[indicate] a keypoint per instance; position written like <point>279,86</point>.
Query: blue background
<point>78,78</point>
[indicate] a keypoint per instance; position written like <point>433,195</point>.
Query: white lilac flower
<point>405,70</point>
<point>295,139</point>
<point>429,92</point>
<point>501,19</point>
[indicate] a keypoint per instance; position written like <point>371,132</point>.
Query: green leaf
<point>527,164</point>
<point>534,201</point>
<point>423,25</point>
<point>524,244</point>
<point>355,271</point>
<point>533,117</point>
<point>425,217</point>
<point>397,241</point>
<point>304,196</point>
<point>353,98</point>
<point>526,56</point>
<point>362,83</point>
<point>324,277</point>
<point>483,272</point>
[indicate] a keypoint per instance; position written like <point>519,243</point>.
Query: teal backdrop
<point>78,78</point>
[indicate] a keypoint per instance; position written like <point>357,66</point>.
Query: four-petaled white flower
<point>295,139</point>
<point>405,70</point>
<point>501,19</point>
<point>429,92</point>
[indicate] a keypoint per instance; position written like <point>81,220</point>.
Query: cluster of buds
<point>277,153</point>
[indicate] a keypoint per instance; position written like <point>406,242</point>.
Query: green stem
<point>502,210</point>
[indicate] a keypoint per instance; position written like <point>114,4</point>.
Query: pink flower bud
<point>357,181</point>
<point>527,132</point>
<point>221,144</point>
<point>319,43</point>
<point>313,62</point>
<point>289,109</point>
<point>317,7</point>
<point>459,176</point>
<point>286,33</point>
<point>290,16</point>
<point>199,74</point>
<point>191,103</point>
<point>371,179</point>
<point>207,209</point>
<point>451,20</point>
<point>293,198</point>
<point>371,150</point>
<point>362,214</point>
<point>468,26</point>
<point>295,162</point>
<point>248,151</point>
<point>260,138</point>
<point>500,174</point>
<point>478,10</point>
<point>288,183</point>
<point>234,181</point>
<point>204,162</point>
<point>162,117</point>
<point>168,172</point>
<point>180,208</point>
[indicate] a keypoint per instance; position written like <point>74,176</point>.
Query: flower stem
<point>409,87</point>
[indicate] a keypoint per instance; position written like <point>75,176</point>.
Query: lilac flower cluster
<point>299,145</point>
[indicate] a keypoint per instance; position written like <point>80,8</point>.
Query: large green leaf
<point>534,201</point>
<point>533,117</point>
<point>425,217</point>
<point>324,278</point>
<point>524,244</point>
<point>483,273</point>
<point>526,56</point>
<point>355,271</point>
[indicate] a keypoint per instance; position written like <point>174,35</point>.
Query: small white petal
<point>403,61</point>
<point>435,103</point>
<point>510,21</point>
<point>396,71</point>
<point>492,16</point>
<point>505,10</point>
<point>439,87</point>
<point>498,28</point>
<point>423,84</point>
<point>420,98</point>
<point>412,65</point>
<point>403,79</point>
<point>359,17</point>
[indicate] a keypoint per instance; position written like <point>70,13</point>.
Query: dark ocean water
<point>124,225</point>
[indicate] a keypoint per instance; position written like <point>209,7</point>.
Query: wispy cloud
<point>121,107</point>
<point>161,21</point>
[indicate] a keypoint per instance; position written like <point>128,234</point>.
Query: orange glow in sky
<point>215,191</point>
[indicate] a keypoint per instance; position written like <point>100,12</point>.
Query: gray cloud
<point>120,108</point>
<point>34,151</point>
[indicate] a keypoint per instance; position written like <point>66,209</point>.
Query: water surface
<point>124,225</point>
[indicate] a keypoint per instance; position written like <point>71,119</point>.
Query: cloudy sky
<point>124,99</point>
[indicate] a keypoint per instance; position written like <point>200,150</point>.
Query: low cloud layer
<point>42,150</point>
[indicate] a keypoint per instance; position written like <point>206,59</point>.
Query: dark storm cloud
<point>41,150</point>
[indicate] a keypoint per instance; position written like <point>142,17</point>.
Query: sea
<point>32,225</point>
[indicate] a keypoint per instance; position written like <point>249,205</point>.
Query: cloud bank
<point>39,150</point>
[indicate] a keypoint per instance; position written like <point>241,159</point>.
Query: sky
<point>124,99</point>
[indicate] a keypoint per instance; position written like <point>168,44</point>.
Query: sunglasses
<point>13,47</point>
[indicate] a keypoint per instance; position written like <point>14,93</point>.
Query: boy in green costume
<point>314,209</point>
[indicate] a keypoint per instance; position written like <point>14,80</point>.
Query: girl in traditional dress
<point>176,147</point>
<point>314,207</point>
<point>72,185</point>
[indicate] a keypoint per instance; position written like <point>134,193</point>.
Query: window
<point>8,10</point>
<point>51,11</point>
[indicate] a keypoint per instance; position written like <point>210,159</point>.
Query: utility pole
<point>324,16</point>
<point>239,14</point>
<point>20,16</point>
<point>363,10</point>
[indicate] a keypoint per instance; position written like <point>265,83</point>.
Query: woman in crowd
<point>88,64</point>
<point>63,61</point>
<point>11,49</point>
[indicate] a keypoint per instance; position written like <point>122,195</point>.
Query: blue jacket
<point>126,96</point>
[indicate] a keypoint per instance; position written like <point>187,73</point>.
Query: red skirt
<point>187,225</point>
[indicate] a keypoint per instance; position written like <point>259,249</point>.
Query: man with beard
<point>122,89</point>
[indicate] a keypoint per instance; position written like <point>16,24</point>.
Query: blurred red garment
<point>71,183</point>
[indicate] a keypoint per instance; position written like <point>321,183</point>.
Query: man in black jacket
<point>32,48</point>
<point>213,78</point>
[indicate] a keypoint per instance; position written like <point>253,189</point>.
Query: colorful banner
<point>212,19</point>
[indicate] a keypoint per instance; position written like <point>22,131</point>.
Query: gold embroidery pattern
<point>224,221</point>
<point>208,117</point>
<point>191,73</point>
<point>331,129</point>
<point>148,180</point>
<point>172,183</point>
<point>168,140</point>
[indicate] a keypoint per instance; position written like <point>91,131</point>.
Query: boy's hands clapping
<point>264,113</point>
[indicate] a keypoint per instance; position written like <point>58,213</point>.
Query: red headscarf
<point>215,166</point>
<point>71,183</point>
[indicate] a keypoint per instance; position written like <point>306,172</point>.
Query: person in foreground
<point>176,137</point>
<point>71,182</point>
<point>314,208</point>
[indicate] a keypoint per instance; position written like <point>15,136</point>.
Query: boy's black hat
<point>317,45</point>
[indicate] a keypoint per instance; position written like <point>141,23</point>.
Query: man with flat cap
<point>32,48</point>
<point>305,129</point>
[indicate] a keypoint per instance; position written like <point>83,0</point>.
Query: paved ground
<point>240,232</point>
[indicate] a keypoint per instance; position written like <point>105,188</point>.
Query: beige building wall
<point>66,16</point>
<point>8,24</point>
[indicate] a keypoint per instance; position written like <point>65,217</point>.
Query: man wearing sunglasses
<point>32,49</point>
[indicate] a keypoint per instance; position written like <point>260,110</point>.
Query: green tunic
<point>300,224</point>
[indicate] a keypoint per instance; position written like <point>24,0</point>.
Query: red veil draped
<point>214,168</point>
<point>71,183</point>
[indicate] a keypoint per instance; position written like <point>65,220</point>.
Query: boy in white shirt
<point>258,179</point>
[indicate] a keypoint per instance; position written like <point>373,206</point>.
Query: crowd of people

▸ The problem: Output every line of the data above as a JSON list of strings, one string per line, leaving out any blank lines.

▸ Output for this exercise:
[
  "[indicate] a keypoint per instance; position written like <point>279,86</point>.",
  "Query: blue background",
  "<point>78,78</point>",
  "[indicate] a keypoint per instance; position written like <point>433,195</point>.",
  "Query: white lilac flower",
  "<point>405,70</point>",
  "<point>295,139</point>",
  "<point>429,92</point>",
  "<point>501,19</point>",
  "[indicate] a keypoint per instance; position written like <point>371,132</point>.",
  "Query: green leaf",
  "<point>527,164</point>",
  "<point>534,201</point>",
  "<point>423,25</point>",
  "<point>524,244</point>",
  "<point>355,271</point>",
  "<point>533,117</point>",
  "<point>425,217</point>",
  "<point>397,241</point>",
  "<point>304,196</point>",
  "<point>353,98</point>",
  "<point>526,56</point>",
  "<point>362,83</point>",
  "<point>324,277</point>",
  "<point>483,272</point>",
  "[indicate] a keypoint per instance; position written like <point>519,243</point>.",
  "Query: teal backdrop",
  "<point>78,78</point>",
  "[indicate] a keypoint per instance; position written like <point>357,66</point>.",
  "Query: four-petaled white flower",
  "<point>295,139</point>",
  "<point>405,70</point>",
  "<point>501,19</point>",
  "<point>429,92</point>",
  "[indicate] a keypoint per instance; position written like <point>81,220</point>.",
  "Query: cluster of buds",
  "<point>277,153</point>",
  "[indicate] a keypoint per instance; position written like <point>406,242</point>.",
  "Query: green stem",
  "<point>502,210</point>",
  "[indicate] a keypoint per instance; position written like <point>114,4</point>.",
  "Query: pink flower bud",
  "<point>357,181</point>",
  "<point>527,132</point>",
  "<point>221,144</point>",
  "<point>319,43</point>",
  "<point>313,62</point>",
  "<point>289,109</point>",
  "<point>317,7</point>",
  "<point>459,176</point>",
  "<point>286,33</point>",
  "<point>290,16</point>",
  "<point>199,74</point>",
  "<point>191,103</point>",
  "<point>371,179</point>",
  "<point>207,209</point>",
  "<point>451,20</point>",
  "<point>293,198</point>",
  "<point>371,150</point>",
  "<point>362,214</point>",
  "<point>468,26</point>",
  "<point>295,162</point>",
  "<point>248,151</point>",
  "<point>260,138</point>",
  "<point>500,174</point>",
  "<point>478,10</point>",
  "<point>288,183</point>",
  "<point>234,181</point>",
  "<point>204,162</point>",
  "<point>162,117</point>",
  "<point>168,172</point>",
  "<point>180,208</point>",
  "[indicate] a keypoint per instance; position written like <point>74,176</point>.",
  "Query: flower stem",
  "<point>409,87</point>",
  "[indicate] a keypoint per instance; position written like <point>75,176</point>.",
  "Query: lilac flower cluster",
  "<point>299,145</point>",
  "[indicate] a keypoint per instance; position written like <point>80,8</point>.",
  "Query: large green leaf",
  "<point>534,201</point>",
  "<point>533,117</point>",
  "<point>425,217</point>",
  "<point>324,278</point>",
  "<point>524,244</point>",
  "<point>483,273</point>",
  "<point>526,56</point>",
  "<point>355,271</point>",
  "[indicate] a keypoint per instance; position written like <point>174,35</point>.",
  "Query: small white petal",
  "<point>403,61</point>",
  "<point>435,103</point>",
  "<point>510,21</point>",
  "<point>396,71</point>",
  "<point>492,16</point>",
  "<point>505,10</point>",
  "<point>439,87</point>",
  "<point>498,28</point>",
  "<point>423,84</point>",
  "<point>420,98</point>",
  "<point>412,65</point>",
  "<point>403,79</point>",
  "<point>359,17</point>",
  "[indicate] a keypoint per instance; position written like <point>70,13</point>.",
  "Query: dark ocean water",
  "<point>124,225</point>",
  "[indicate] a keypoint per instance; position written like <point>209,7</point>.",
  "Query: wispy cloud",
  "<point>121,107</point>",
  "<point>161,21</point>",
  "[indicate] a keypoint per instance; position written like <point>128,234</point>.",
  "Query: orange glow in sky",
  "<point>215,191</point>",
  "[indicate] a keypoint per instance; position written like <point>100,12</point>.",
  "Query: gray cloud",
  "<point>120,108</point>",
  "<point>34,151</point>",
  "[indicate] a keypoint per instance; position written like <point>66,209</point>.",
  "Query: water surface",
  "<point>124,225</point>",
  "[indicate] a keypoint per instance; position written like <point>71,119</point>.",
  "Query: cloudy sky",
  "<point>124,99</point>",
  "[indicate] a keypoint per instance; position written like <point>200,150</point>.",
  "Query: low cloud layer",
  "<point>42,150</point>",
  "[indicate] a keypoint per instance; position written like <point>206,59</point>.",
  "Query: dark storm cloud",
  "<point>41,150</point>",
  "[indicate] a keypoint per instance; position written like <point>142,17</point>.",
  "Query: sea",
  "<point>32,225</point>",
  "[indicate] a keypoint per instance; position written like <point>249,205</point>.",
  "Query: cloud bank",
  "<point>39,150</point>",
  "[indicate] a keypoint per instance; position written like <point>241,159</point>.",
  "Query: sky",
  "<point>124,99</point>",
  "[indicate] a keypoint per instance; position written like <point>168,44</point>.",
  "Query: sunglasses",
  "<point>13,47</point>",
  "[indicate] a keypoint per instance; position written like <point>14,93</point>.",
  "Query: boy in green costume",
  "<point>314,209</point>",
  "[indicate] a keypoint per instance; position written like <point>14,80</point>.",
  "Query: girl in traditional dress",
  "<point>176,147</point>",
  "<point>314,207</point>",
  "<point>72,185</point>",
  "[indicate] a keypoint per instance; position written like <point>134,193</point>.",
  "Query: window",
  "<point>8,10</point>",
  "<point>51,11</point>",
  "[indicate] a keypoint per instance; position written like <point>210,159</point>.",
  "Query: utility pole",
  "<point>324,16</point>",
  "<point>239,14</point>",
  "<point>20,16</point>",
  "<point>363,10</point>",
  "[indicate] a keypoint per instance; position written like <point>265,83</point>.",
  "Query: woman in crowd",
  "<point>88,64</point>",
  "<point>63,61</point>",
  "<point>11,49</point>",
  "[indicate] a keypoint per instance; position written like <point>122,195</point>.",
  "Query: blue jacket",
  "<point>126,96</point>",
  "[indicate] a keypoint per instance; position written like <point>187,73</point>.",
  "Query: red skirt",
  "<point>187,225</point>",
  "[indicate] a keypoint per instance; position written like <point>259,249</point>.",
  "Query: man with beard",
  "<point>122,89</point>",
  "[indicate] a keypoint per instance; position written like <point>16,24</point>.",
  "Query: blurred red garment",
  "<point>71,183</point>",
  "[indicate] a keypoint per instance; position written like <point>321,183</point>.",
  "Query: man in black jacket",
  "<point>32,48</point>",
  "<point>213,78</point>",
  "[indicate] a keypoint per instance; position written like <point>253,189</point>.",
  "Query: colorful banner",
  "<point>212,19</point>",
  "[indicate] a keypoint per instance; position written like <point>22,131</point>.",
  "Query: gold embroidery pattern",
  "<point>224,221</point>",
  "<point>208,117</point>",
  "<point>191,73</point>",
  "<point>331,129</point>",
  "<point>148,180</point>",
  "<point>172,183</point>",
  "<point>168,140</point>",
  "[indicate] a keypoint per instance; position written like <point>91,131</point>.",
  "Query: boy's hands clapping",
  "<point>264,113</point>",
  "[indicate] a keypoint per instance; position written like <point>58,213</point>.",
  "Query: red headscarf",
  "<point>215,166</point>",
  "<point>71,183</point>",
  "[indicate] a keypoint per instance; position written like <point>306,172</point>.",
  "Query: person in foreground",
  "<point>176,137</point>",
  "<point>71,182</point>",
  "<point>314,208</point>",
  "[indicate] a keypoint per instance; position written like <point>15,136</point>.",
  "Query: boy's black hat",
  "<point>317,45</point>",
  "[indicate] a keypoint per instance; position written like <point>141,23</point>.",
  "Query: man with flat cap",
  "<point>32,48</point>",
  "<point>305,129</point>",
  "[indicate] a keypoint per instance; position written like <point>83,0</point>.",
  "Query: paved ground",
  "<point>240,232</point>",
  "[indicate] a keypoint per instance; position written like <point>105,188</point>.",
  "Query: beige building wall",
  "<point>66,16</point>",
  "<point>8,24</point>",
  "[indicate] a keypoint per instance; position written like <point>65,217</point>.",
  "Query: man wearing sunglasses",
  "<point>32,49</point>",
  "[indicate] a keypoint per instance; position written like <point>260,110</point>.",
  "Query: green tunic",
  "<point>300,224</point>",
  "[indicate] a keypoint per instance; position written like <point>24,0</point>.",
  "Query: red veil draped",
  "<point>214,168</point>",
  "<point>71,183</point>",
  "[indicate] a keypoint per instance; position written like <point>65,220</point>.",
  "Query: boy in white shirt",
  "<point>258,179</point>",
  "[indicate] a keypoint per instance; position written like <point>373,206</point>.",
  "Query: crowd of people"
]